# TEXT PASSAGE:
───
United States District Court, E.D. California

March 30, 2017

RALPH G. GONZALES, Petitioner,
v.
DEBBIE ASUNCION, Warden, Respondent.

          ORDER DIRECTING CLERK OF COURT TO ASSIGN DISTRICT JUDGE TO CASE FINDINGS AND RECOMMENDATION TO DISMISS PETITION FOR FAILURE TO STATE A CLAIM [TWENTY-ONE DAY OBJECTION DEADLINE]

          JENNIFER L. THURSTON UNITED STATES MAGISTRATE JUDGE.

         Petitioner has filed a habeas petition challenging his 2008 judgment and sentence. Following a preliminary review of the petition, it appears that the petition fails to present a prima facie claim for relief. Therefore, the Court will recommend that the petition be SUMMARILY DISMISSED.

         I. PROCEDURAL HISTORY

         On October 30, 2008, Petitioner was convicted in the Merced County Superior Court of driving under the influence, driving with a suspended license, and failure to provide financial responsibility. (Doc. 1.) Three prior strikes were also found true. (Doc. 1.) He was sentenced under California's Three Strikes law (Cal. Penal Code §§ 667(b)-(i) and 1170.12(a)-(d)) to a term of 28-years-to-life. Petitioner appealed to the California Court of Appeal, Fifth Appellate District (“Fifth DCA”), and the appeal was denied on October 29, 2012. It further appears that he petitioned for review to the California Supreme Court but the petition was denied.

         Years later, Petitioner filed a petition for writ of habeas corpus in the Merced County Superior Court. (Doc. 1.) The superior court denied the petition on October 28, 2015. (Doc. 1.) He then filed a petition in the Fifth DCA, and the petition was denied on March 6, 2016. (Doc. 1.) Finally, he filed a petition for writ of habeas corpus in the California Supreme Court, and the petition was denied on November 7, 2016. (Doc. 1.)

         Petitioner filed his initial federal petition in this Court on March 6, 2017. (Doc. 1). He raises five claims for relief which he states he presented in his state habeas proceedings: 1) The sentence was illegal and unauthorized in violation of his constitutional rights because the state court violated prior plea agreements in his 1979, 1985, and 1992 convictions; 2) The prosecutor committed misconduct by using the 1979, 1985, and 1992 convictions by plea agreement as strikes; 3) The trial court went outside its judicial discretion and violated the plea agreements by sentencing him under new statutes; 4) Defense counsel was ineffective in failing to raise the issue of unauthorized sentence; and 5) Defense counsel failed to adhere to Petitioner's warnings concerning the breach of his prior plea agreements.
───
# YOUR TASK:
Copy the court order again from the words "United States District" through "be SUMMARILY DISMISSED.", swapping every "Petitioner" for "Mr. Gonzales".

# DATA LINES:
───
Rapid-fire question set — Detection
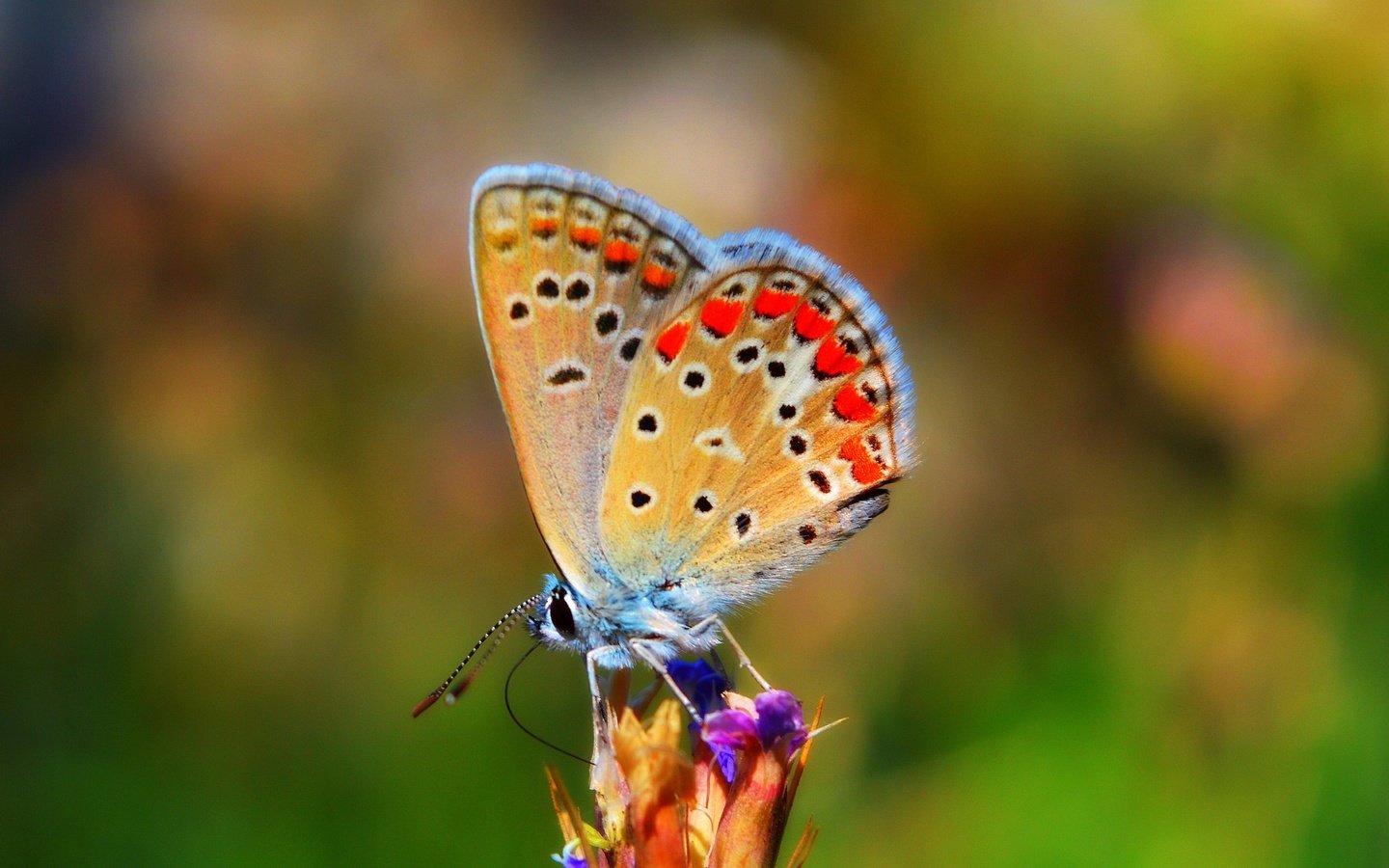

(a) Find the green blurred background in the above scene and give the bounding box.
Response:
[0,0,1389,867]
───
# ANSWER BELOW:
United States District Court, E.D. California

March 30, 2017

RALPH G. GONZALES, Mr. Gonzales,
v.
DEBBIE ASUNCION, Warden, Respondent.

          ORDER DIRECTING CLERK OF COURT TO ASSIGN DISTRICT JUDGE TO CASE FINDINGS AND RECOMMENDATION TO DISMISS PETITION FOR FAILURE TO STATE A CLAIM [TWENTY-ONE DAY OBJECTION DEADLINE]

          JENNIFER L. THURSTON UNITED STATES MAGISTRATE JUDGE.

         Mr. Gonzales has filed a habeas petition challenging his 2008 judgment and sentence. Following a preliminary review of the petition, it appears that the petition fails to present a prima facie claim for relief. Therefore, the Court will recommend that the petition be SUMMARILY DISMISSED.